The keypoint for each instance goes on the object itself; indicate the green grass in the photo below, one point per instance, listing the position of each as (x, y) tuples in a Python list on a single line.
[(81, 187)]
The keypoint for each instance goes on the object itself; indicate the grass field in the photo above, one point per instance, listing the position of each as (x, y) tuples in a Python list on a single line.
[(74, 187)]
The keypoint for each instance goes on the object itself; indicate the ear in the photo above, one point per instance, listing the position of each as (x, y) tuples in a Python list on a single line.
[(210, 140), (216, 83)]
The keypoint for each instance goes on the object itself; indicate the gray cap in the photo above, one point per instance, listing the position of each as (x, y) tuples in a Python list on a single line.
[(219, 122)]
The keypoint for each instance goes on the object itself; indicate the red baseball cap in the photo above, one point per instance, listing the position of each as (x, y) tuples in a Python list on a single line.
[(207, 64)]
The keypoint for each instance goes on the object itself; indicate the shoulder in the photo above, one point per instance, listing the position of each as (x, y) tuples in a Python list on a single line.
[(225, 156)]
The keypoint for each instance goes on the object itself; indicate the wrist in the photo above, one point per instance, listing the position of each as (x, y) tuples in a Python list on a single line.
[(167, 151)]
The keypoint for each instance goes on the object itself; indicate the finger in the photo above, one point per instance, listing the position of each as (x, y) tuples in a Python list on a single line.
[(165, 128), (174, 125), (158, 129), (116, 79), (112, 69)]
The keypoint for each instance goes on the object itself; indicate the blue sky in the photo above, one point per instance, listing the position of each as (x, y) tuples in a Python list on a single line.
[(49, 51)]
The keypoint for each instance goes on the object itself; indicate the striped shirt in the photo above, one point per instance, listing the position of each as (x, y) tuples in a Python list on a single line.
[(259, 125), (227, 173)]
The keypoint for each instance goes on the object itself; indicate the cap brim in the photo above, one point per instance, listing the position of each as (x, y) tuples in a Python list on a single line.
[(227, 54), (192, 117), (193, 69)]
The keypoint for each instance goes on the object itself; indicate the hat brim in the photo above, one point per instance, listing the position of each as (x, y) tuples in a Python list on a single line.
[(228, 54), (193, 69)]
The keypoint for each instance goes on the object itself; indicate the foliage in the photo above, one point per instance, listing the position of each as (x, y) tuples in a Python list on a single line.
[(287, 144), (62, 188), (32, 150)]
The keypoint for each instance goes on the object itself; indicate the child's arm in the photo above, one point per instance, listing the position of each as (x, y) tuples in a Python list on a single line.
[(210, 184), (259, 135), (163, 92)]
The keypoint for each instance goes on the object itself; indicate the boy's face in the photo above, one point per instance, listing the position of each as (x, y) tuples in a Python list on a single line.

===

→ Exercise aim
Copy out the listing above line for line, leaving every word and character unchanged.

→ Reply
The keypoint for each instance goes on the object itself; indicate the green grass in the photo below, one point per instance, listing the position of each as (x, y) tuples in a Python list on a single line.
[(81, 187)]
The keypoint for each instance goes on the object itself; indicate the grass field in the photo above, one point per instance, listing the position of each as (x, y) tuples in a Python list on a single line.
[(74, 187)]
The keypoint for each instance goes on the object itself; indicate the ear in the photo above, one point per instance, listing the position of each as (x, y) tuples in a Python list on a single line.
[(210, 140), (216, 83)]
The keypoint for each instance goes on the object itself; indicate the gray cap in the photo above, one point per instance, listing the position of each as (x, y) tuples in a Python list on a single line.
[(219, 122)]
The keypoint for each instance goes on the object itself; indicate the red baseball cap in the photo above, one point per instance, listing the position of each as (x, y) tuples in a Python list on a single line.
[(207, 64)]
The keypoint for each instance goes on the object itself; indicate the shoulder in the photo above, one point per instance, listing the position of each as (x, y) tuples in a Python list on a single line.
[(225, 156)]
The keypoint for each instance goes on the object itself; indicate the wrist in the photo above, one point per instance, listing the position of each as (x, y) tuples in a Python list on a single line.
[(167, 151)]
The keypoint for each instance goes on the object itself; indicate the finger in the photo above, one point per instance, listing the position of each as (x, y) tuples in a Python list on a single line.
[(165, 128), (174, 125), (158, 129), (116, 79), (112, 69)]
The keypoint for each instance goes on the object itself; indicate the blue sky in the photo above, one point per instance, listing the position of each as (x, y) tuples in a Python list on a single line.
[(49, 51)]
The keypoint for each instance goes on the object itself; indicate the striped shirt in the photo above, one point per instance, listing the position of each as (x, y) tuples in a Python list on a single line.
[(259, 125), (227, 173)]
The keypoint for each instance goes on the object itself; indicate the cap brim in the photo above, one point per instance, listing the position of each as (x, y) tuples in a Python list on a single line.
[(227, 54), (192, 117), (193, 69)]
The keypoint for each instance goes on the object itself; indicate the hat brim in the photo above, one point per instance, listing the position of each as (x, y) tuples in a Python list on a single line.
[(228, 54), (193, 69)]
The keypoint for each instance goes on the object itself; indicate the foliage in the photo above, one point per instance, listing the position of each as (x, y) tuples in a Python list on a single line.
[(287, 144), (62, 188), (32, 150)]
The keypoint for each instance goes on the object itself; indicate the child's arm in the photo above, one point per instance, listing the position of each as (x, y) tuples in a Python list on a single line.
[(210, 184), (259, 135), (163, 92)]
The keypoint for each instance goes on the object itself; indicate the boy's face in the photo above, one point per instance, listing the position of each as (x, y) tuples in a Python list on a single line.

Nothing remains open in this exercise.